[Start of Attachment]

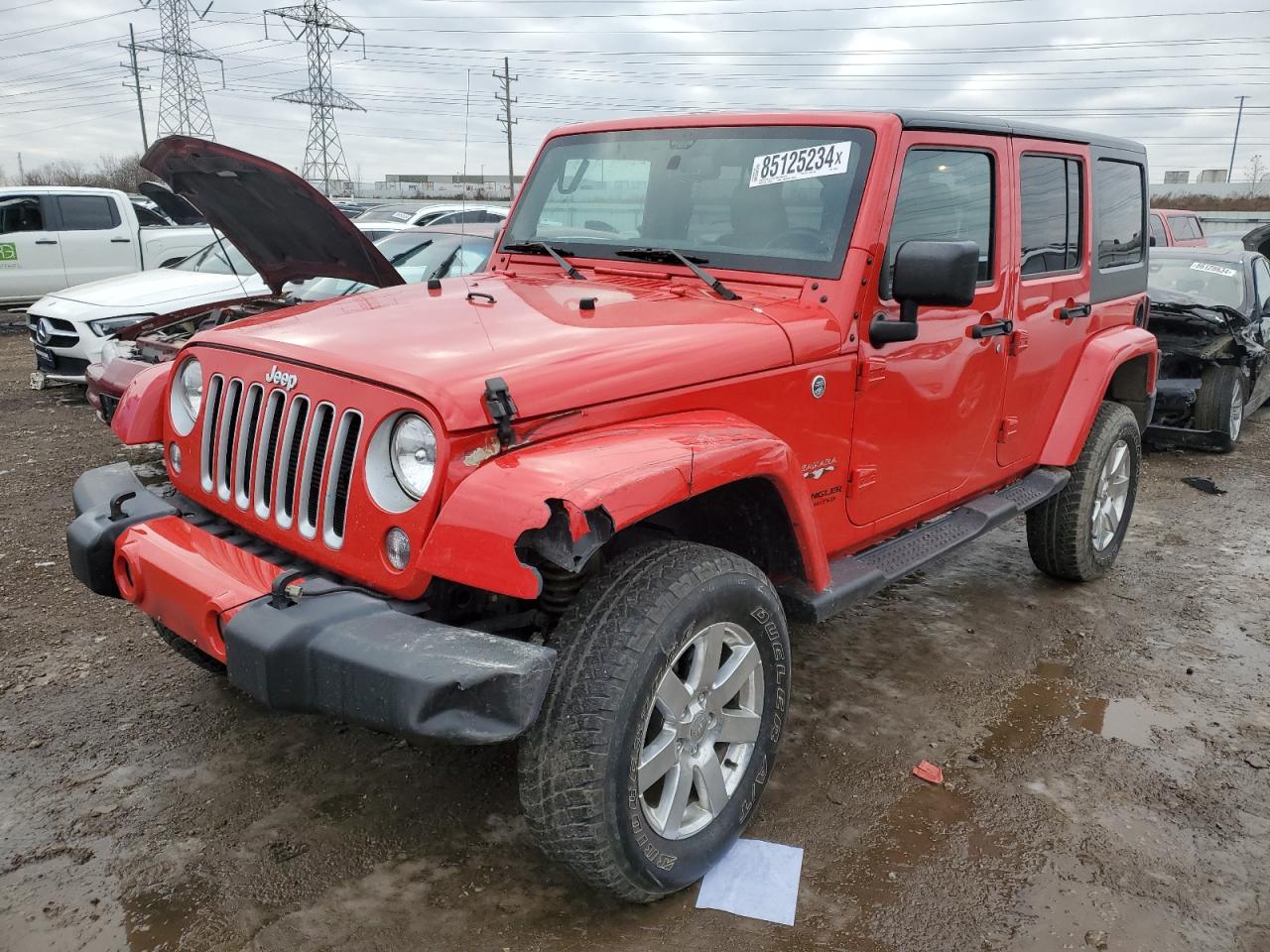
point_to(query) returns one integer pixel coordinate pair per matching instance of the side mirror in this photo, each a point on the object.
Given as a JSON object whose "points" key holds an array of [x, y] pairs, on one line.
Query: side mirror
{"points": [[928, 273]]}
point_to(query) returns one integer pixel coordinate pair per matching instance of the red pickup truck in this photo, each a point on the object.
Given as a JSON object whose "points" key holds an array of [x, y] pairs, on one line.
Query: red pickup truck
{"points": [[726, 372]]}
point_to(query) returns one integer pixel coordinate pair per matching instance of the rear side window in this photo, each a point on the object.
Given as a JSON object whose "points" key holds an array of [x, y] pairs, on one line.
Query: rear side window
{"points": [[1049, 190], [944, 195], [86, 212], [1119, 212], [1183, 227], [21, 213]]}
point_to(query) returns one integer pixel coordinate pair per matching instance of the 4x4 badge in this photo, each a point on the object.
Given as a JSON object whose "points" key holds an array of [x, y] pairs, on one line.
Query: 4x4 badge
{"points": [[287, 381]]}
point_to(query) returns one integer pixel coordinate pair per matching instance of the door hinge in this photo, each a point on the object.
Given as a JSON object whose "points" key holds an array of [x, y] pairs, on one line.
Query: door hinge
{"points": [[860, 479], [1008, 428], [871, 371]]}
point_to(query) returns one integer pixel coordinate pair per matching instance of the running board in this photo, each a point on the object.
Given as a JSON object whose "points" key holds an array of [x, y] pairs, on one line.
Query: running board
{"points": [[853, 578]]}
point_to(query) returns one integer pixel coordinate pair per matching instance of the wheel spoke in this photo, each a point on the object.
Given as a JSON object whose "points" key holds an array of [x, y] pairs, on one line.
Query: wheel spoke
{"points": [[672, 696], [738, 728], [711, 787], [675, 798], [733, 675], [657, 760], [705, 660]]}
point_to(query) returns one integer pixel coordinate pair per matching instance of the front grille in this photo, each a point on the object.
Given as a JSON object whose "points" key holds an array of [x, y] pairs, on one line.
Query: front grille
{"points": [[280, 456], [64, 331]]}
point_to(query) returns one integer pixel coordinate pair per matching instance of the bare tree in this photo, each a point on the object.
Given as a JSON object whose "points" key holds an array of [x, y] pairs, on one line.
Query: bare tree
{"points": [[111, 172]]}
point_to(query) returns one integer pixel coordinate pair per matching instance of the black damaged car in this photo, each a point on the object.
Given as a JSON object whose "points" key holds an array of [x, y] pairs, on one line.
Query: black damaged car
{"points": [[1210, 312]]}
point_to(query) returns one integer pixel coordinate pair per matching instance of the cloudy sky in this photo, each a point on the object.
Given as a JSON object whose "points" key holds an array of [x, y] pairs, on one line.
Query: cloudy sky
{"points": [[1166, 72]]}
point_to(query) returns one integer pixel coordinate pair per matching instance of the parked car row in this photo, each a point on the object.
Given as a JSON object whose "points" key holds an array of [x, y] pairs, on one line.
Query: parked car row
{"points": [[716, 373]]}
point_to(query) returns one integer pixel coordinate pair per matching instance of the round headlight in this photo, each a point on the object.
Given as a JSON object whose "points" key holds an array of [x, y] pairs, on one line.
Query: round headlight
{"points": [[187, 395], [191, 386], [413, 449]]}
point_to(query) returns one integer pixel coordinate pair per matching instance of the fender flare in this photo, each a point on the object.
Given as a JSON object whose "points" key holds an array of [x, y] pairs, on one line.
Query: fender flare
{"points": [[602, 481], [1103, 354], [139, 416]]}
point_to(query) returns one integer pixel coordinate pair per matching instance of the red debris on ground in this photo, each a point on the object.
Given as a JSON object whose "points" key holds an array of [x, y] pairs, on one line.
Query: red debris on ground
{"points": [[929, 772]]}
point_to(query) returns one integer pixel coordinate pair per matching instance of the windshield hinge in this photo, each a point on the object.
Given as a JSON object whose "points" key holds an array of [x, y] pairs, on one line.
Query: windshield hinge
{"points": [[502, 409]]}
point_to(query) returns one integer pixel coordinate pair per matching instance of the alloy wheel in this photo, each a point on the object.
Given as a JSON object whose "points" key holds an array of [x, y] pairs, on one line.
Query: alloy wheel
{"points": [[1111, 495], [701, 730]]}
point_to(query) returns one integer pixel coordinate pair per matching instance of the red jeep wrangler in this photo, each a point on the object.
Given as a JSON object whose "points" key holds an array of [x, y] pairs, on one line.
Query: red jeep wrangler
{"points": [[726, 371]]}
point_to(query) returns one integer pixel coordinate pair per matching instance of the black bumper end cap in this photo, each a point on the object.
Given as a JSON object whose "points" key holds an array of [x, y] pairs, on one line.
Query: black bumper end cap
{"points": [[354, 656], [91, 536]]}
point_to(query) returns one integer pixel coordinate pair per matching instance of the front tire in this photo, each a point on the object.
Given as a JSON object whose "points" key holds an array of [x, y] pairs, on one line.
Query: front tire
{"points": [[1076, 535], [661, 726], [1219, 405]]}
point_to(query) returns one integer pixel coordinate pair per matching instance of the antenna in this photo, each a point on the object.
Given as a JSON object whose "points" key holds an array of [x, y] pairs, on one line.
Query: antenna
{"points": [[324, 155], [182, 105]]}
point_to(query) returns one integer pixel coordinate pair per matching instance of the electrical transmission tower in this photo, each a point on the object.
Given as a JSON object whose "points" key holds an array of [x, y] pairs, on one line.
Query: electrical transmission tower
{"points": [[324, 155], [182, 107], [507, 79]]}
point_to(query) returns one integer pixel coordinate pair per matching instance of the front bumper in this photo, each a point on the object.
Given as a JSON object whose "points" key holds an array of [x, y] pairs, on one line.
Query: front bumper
{"points": [[331, 651]]}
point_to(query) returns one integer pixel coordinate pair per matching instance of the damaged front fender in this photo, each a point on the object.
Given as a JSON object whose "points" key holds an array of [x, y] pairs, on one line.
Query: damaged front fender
{"points": [[559, 502]]}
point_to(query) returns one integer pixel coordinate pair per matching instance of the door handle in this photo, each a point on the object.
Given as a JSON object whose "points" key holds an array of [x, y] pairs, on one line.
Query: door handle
{"points": [[996, 329]]}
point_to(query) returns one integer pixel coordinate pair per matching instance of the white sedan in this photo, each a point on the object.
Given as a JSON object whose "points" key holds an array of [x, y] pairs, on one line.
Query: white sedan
{"points": [[70, 327]]}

[End of Attachment]

__Try it__
Set down the entries above exactly, and keep every picture out of your copy.

__Response for this exercise__
point_to(query) returns one integer pixel coordinate pair per matching instance of the side mirror in this photo, each a point on the object.
Given as a JSON object whose "points" key holds an array of [x, y] pairs, on one line.
Query: side mirror
{"points": [[928, 273]]}
point_to(query) returns one integer pixel coordinate pair per matching instance of the red pickup truck in this photo, each a point on the object.
Given as a JSON object whose "points" key holds an array of [x, y] pairs, on one line.
Query: red pickup truck
{"points": [[726, 372]]}
point_to(query) returns one integer pixel coordinate pair per matching instance of the rear side window in this photo, each a point on the object.
Given as a JSON object whose "points" key holds an array of [x, y] pairs, on one line.
Query: rear side window
{"points": [[1049, 190], [944, 195], [86, 212], [1119, 212], [1183, 227], [21, 213]]}
point_to(query) returns one integer pixel coordinate pair per matching instance of the 4x4 badge in this photo, each a point on the object.
Given as a JSON object whose "points" key holds an array of [x, y] pairs, on one line.
Query: 4x4 badge
{"points": [[287, 381]]}
point_to(query) returns one integer pixel coordinate pair per matching instance of the door hinge in this photo, each a point on the object.
Given as a JSON object whose "points" key holds an array of [x, y] pairs, on one line.
Query: door hinge
{"points": [[860, 479], [1008, 428], [871, 371]]}
point_to(query) returns one integer pixel coordinate pair per matching instance of the running board in this photo, each a point on the object.
Given as a JSON object whose "points" key holds an array of [x, y] pairs, on one line.
Query: running board
{"points": [[853, 578]]}
point_to(query) returns one integer pixel coordinate pair per matching instance of the wheel spoke in this photo, each a point on the object.
Given as a JSON object whose "points" key holds an array of [x, y] pairs, on one line.
Query: wheel spoke
{"points": [[672, 696], [738, 728], [711, 787], [675, 798], [733, 675], [657, 760], [705, 660]]}
point_to(query) returns one integer pixel coordinate pair per matching instance of the front grille in this photo, each a point on the object.
Given as a JSON object whose "points" key holds an array of [x, y] pairs, on one line.
Query: front grille
{"points": [[280, 456], [64, 331]]}
point_to(query) returns one integer pixel coordinate pair per matching instance of the bare tree in this photo, each a point on the object.
Given as a JSON object whose "points" key holds an array of [x, y] pairs, on one line.
Query: bare tree
{"points": [[111, 172]]}
point_to(query) returns one integer pixel coordinate pair per matching instance of the black damaged car in this photo, each a point on the object.
Given as a JSON object whose "points" key holds an array of [x, y] pairs, on one line.
Query: black damaged car
{"points": [[1210, 312]]}
point_to(query) returns one integer pixel coordinate pair per matching instance of the cloudy sky in this photo, each a point on the object.
Given as a JSON object whose "points" key holds an array of [x, y] pairs, on one line.
Query: cloudy sky
{"points": [[1166, 72]]}
point_to(query) returns one integer pixel coordinate pair per matching instance of the parked car row in this photo, each a point on the object.
Given as a JSON object whose "points" key holds an array of [x, y] pairs, on one line.
Query: parked car row
{"points": [[716, 373]]}
point_to(query) returns one integer pixel coordinate pair per matching instance of the round headlight in this photo, each a point on the object.
Given as a JSON object whose "points" key holds an array of [x, y] pairs, on one line.
Query: round headlight
{"points": [[187, 395], [191, 386], [413, 449]]}
point_to(query) returns one integer pixel coordinate pair per matching instance of the fender flare in this photo, each a point on the object.
Given as a JSON object whose "points" key holds an array of [x, y] pairs, on one line.
Query: fender flare
{"points": [[602, 481], [1103, 354], [139, 416]]}
point_to(query) returns one integer pixel coordinate pair per matching instance of the red debris on ground in this photo, each a point on the object.
Given as a JSON object whose "points" key holds an array of [x, y] pairs, on one line.
Query: red debris on ground
{"points": [[929, 772]]}
point_to(query) returns one integer pixel coordinate pair per matching instance of the windshield hinge in this photo, each a point on the object.
Given as a JSON object whose "points" key holds an array of [x, y] pairs, on one line.
Query: windshield hinge
{"points": [[502, 409]]}
point_to(query) returns one integer pixel coordinate pair per matching instance of the alloy wheel in this photo, each a point on the object.
Given as a JSON object whose "points" key holds an array of [x, y] pairs, on one line.
Query: alloy wheel
{"points": [[1111, 495], [701, 730]]}
point_to(query) returns one integer pixel coordinate pair per matching instance of the red jeep wrangler in this photo, each a point on the object.
Given as a JSON object whose "points" key holds an array of [x, y] pairs, on one line.
Query: red jeep wrangler
{"points": [[726, 371]]}
point_to(query) returns one integer pixel coordinate pair per matching instance of the black bumper end cap in this photo, each a point on the object.
Given as a JSON object whose "points" key holds an array of [x, y] pairs, on one line.
Query: black bumper end cap
{"points": [[354, 656], [91, 536]]}
point_to(query) returns one integer pixel coordinate pair per matching instance of the front tire in this photo, each a point on the object.
Given as a JSON object whose "points" key holds an array of [x, y] pairs, on one line.
Query: front tire
{"points": [[1076, 535], [661, 726], [1219, 405]]}
point_to(query) returns one integer pixel coordinate pair per matching instance of the antenna in this photo, each a point on the object.
Given as a JSON object whose "points" key holds an array of [x, y] pairs, on one line.
Query: antenna
{"points": [[324, 155], [182, 105]]}
point_to(query) returns one integer pixel coordinate pair per matching instance of the electrical transmission tower in this photo, each a point on the object.
Given as a JSON object whose "points" key holds an array of [x, y] pairs, on one line.
Query: electrical transmission tower
{"points": [[324, 155], [182, 107], [507, 79]]}
point_to(query) returns one integer pixel coordinate pair per matching instance of the front bumper in this photo, each a point on the object.
Given as a JSON object whose "points" key holds an array of [x, y] pairs, on one line.
Query: front bumper
{"points": [[331, 651]]}
point_to(query) returns one integer pixel coordinate pair per matching instance of the damaged front fender in this photo, each a point on the object.
Given as a JSON object whose "points" key holds an array of [x, y] pairs, on one line.
Query: damaged front fender
{"points": [[559, 502]]}
point_to(query) returns one integer pixel coordinate pair per matching instance of the door handle in this photo, each a point on the object.
Given as a JSON object whose "points" key holds an array of [x, y] pairs, on one line.
Query: door handle
{"points": [[996, 329]]}
point_to(query) returns one integer pixel coordinate pair per matching instance of the white sedan in this photo, each a point on the object.
Given as a JSON object whose "points" key holds an array of [x, y] pairs, on one line.
Query: white sedan
{"points": [[70, 327]]}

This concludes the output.